* **Data shown**

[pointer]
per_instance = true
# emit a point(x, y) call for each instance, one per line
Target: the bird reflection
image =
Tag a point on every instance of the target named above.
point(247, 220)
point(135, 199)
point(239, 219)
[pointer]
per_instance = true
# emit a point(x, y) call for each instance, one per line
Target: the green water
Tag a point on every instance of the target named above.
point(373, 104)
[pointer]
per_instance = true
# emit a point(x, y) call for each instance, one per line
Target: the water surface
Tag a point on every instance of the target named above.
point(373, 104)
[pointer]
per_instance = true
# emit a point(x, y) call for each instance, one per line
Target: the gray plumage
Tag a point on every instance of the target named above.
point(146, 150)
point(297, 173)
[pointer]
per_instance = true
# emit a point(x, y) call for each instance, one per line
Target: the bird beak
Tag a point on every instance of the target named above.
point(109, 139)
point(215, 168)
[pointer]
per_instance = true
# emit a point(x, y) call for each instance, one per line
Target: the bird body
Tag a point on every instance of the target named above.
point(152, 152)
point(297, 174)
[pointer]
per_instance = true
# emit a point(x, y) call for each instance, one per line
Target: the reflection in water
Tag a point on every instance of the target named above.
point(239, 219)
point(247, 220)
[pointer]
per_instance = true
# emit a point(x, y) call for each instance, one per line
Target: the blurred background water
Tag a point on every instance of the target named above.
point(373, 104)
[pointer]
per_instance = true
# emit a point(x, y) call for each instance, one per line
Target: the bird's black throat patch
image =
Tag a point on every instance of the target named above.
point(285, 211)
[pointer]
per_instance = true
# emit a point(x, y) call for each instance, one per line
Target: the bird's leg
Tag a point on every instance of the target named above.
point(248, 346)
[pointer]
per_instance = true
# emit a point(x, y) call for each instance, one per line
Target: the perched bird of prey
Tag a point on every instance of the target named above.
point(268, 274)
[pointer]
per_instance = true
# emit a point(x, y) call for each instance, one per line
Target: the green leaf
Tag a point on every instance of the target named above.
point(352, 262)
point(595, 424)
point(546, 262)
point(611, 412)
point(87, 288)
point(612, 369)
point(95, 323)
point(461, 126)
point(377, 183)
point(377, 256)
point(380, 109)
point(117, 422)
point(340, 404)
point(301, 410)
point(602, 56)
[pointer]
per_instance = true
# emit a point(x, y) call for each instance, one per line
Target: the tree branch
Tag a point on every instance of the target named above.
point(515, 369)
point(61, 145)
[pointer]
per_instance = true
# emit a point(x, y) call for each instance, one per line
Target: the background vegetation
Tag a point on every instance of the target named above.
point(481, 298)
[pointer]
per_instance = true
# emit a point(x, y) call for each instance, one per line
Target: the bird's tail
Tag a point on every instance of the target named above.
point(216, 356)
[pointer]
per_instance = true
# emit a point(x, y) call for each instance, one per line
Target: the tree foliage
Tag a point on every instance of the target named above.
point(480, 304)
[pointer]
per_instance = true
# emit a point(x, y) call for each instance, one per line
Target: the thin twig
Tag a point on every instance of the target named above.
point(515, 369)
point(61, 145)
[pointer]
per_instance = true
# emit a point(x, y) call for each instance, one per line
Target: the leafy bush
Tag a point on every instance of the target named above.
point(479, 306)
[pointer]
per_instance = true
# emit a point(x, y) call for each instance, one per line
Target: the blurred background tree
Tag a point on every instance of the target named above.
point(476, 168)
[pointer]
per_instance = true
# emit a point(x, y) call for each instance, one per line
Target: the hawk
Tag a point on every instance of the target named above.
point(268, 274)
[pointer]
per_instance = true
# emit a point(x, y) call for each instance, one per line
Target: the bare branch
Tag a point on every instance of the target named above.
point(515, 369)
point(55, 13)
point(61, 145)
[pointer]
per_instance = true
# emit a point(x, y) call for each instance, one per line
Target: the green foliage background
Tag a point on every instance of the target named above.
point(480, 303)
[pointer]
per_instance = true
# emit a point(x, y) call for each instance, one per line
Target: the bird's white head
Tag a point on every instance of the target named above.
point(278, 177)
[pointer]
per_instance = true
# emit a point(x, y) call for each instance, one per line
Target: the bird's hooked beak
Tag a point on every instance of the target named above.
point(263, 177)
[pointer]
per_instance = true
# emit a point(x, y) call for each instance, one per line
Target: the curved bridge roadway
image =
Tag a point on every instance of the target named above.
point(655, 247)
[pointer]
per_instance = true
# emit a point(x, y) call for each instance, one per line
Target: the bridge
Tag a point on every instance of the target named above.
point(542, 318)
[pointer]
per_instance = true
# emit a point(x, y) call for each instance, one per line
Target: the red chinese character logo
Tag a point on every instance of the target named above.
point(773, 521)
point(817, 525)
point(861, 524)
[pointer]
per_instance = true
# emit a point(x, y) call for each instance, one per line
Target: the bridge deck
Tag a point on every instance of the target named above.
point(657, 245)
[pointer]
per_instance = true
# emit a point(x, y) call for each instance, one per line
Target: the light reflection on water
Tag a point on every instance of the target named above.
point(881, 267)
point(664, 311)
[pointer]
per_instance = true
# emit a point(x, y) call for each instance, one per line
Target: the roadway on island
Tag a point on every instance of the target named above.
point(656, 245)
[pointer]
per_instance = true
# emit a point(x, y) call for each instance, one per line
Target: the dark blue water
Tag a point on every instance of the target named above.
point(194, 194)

* **What you need to do**
Using the data above, reproduce every line exactly.

* **Correct result**
[pointer]
per_instance = true
# emit a point(x, y) call for each instance, one per line
Target: the bird reflection
image =
Tag a point on every instance of the target named above.
point(247, 220)
point(135, 199)
point(239, 219)
[pointer]
per_instance = true
# emit a point(x, y) call for each instance, one per line
Target: the green water
Tag a point on every instance of the target named above.
point(373, 104)
[pointer]
per_instance = true
# emit a point(x, y) call for each instance, one per line
Target: the water surface
Tag a point on every instance of the target named above.
point(373, 104)
[pointer]
per_instance = true
# emit a point(x, y) call for each instance, one per line
Target: the gray plumage
Tag a point on every instance of the target named above.
point(146, 150)
point(297, 173)
[pointer]
per_instance = true
# emit a point(x, y) call for each instance, one per line
Target: the bird beak
Tag a point on every instance of the target named above.
point(109, 139)
point(215, 168)
[pointer]
per_instance = true
# emit a point(x, y) call for each instance, one per line
Target: the bird body
Tag a point on every instance of the target named above.
point(152, 152)
point(297, 174)
[pointer]
per_instance = true
# emit a point(x, y) call for each instance, one per line
Target: the reflection in water
Tag a point on every instance of the target named above.
point(239, 219)
point(247, 220)
[pointer]
per_instance = true
# emit a point(x, y) call for each instance, one per line
Target: the blurred background water
Tag a point on every instance of the target named above.
point(373, 104)
[pointer]
per_instance = true
# emit a point(x, y) call for each instance, one per line
Target: the bird's black throat patch
image =
Tag a point on every instance of the target named above.
point(285, 211)
[pointer]
per_instance = true
# emit a point(x, y) call for each instance, one per line
Target: the bird's leg
Tag a point on every instance of the target named above.
point(248, 346)
[pointer]
per_instance = true
# emit a point(x, y) call for each instance, one per line
Target: the perched bird of prey
Tag a point on every instance of the target named above.
point(268, 274)
[pointer]
per_instance = true
# emit a point(x, y) call for each instance, one per line
Target: the green leaf
Tag a point on every instance of the target named above.
point(352, 262)
point(595, 424)
point(546, 262)
point(611, 412)
point(87, 288)
point(612, 369)
point(95, 323)
point(461, 126)
point(377, 183)
point(377, 256)
point(380, 109)
point(117, 422)
point(340, 404)
point(301, 410)
point(602, 56)
[pointer]
per_instance = true
# emit a point(x, y) call for each instance, one per line
Target: the tree branch
Tag a point on every instance of the target named above.
point(515, 369)
point(61, 145)
[pointer]
per_instance = true
# emit a point(x, y) call for each instance, one per line
Target: the background vegetation
Tag a point on every instance of the target named above.
point(481, 298)
[pointer]
per_instance = true
# emit a point(x, y) call for each instance, one per line
Target: the bird's tail
Tag a point on every instance of the target named above.
point(216, 356)
[pointer]
per_instance = true
# emit a point(x, y) call for each instance, one per line
Target: the tree foliage
Tag a point on every instance of the target named above.
point(480, 304)
[pointer]
per_instance = true
# emit a point(x, y) call for each instance, one per line
Target: the thin twig
Tag a point on every instance of the target named above.
point(515, 369)
point(61, 145)
[pointer]
per_instance = true
# emit a point(x, y) call for each instance, one per line
Target: the leafy bush
Tag a point on every instance of the target named above.
point(479, 306)
[pointer]
per_instance = true
# emit a point(x, y) call for each instance, one per line
Target: the blurred background tree
Tag a point on every instance of the target named above.
point(476, 168)
[pointer]
per_instance = true
# emit a point(x, y) call for each instance, one per line
Target: the hawk
Tag a point on every instance of the target named above.
point(268, 274)
[pointer]
per_instance = true
# emit a point(x, y) call for each instance, one per line
Target: the bare branch
Tag a point on every instance of the target named above.
point(515, 369)
point(55, 13)
point(61, 145)
[pointer]
per_instance = true
# emit a point(x, y) call for each instance, one per line
Target: the green foliage background
Tag a point on every instance of the target named above.
point(480, 303)
[pointer]
per_instance = true
# emit a point(x, y) call for each instance, one per line
Target: the bird's white head
Tag a point on every instance of the target named above.
point(278, 177)
[pointer]
per_instance = true
# emit a point(x, y) call for each instance, one per line
Target: the bird's hooked beak
Tag a point on every instance of the target named above.
point(263, 177)
[pointer]
per_instance = true
# emit a point(x, y) call for each instance, one per line
Target: the curved bridge roadway
image =
Tag a point on every instance of the target named above.
point(655, 247)
[pointer]
per_instance = true
# emit a point(x, y) call for each instance, one per line
Target: the bridge
Tag a point on every instance of the target named above.
point(542, 318)
[pointer]
per_instance = true
# emit a point(x, y) call for each instance, one per line
Target: the red chinese character logo
Tag a point on every instance of the target named above.
point(773, 521)
point(817, 525)
point(861, 524)
[pointer]
per_instance = true
# emit a point(x, y) call for each instance, one per line
Target: the bridge deck
Tag a point on every instance of the target named above.
point(657, 245)
[pointer]
per_instance = true
# emit a point(x, y) call for each instance, one per line
Target: the light reflection on water
Tag a point on every instance of the target named above.
point(881, 267)
point(664, 311)
[pointer]
per_instance = true
# emit a point(x, y) call for each instance, one per line
Target: the roadway on island
Tag a point on every instance of the target named above.
point(656, 245)
[pointer]
per_instance = true
# emit a point(x, y) call for each instance, one per line
Target: the dark blue water
Tag a point on every instance of the target named above.
point(194, 194)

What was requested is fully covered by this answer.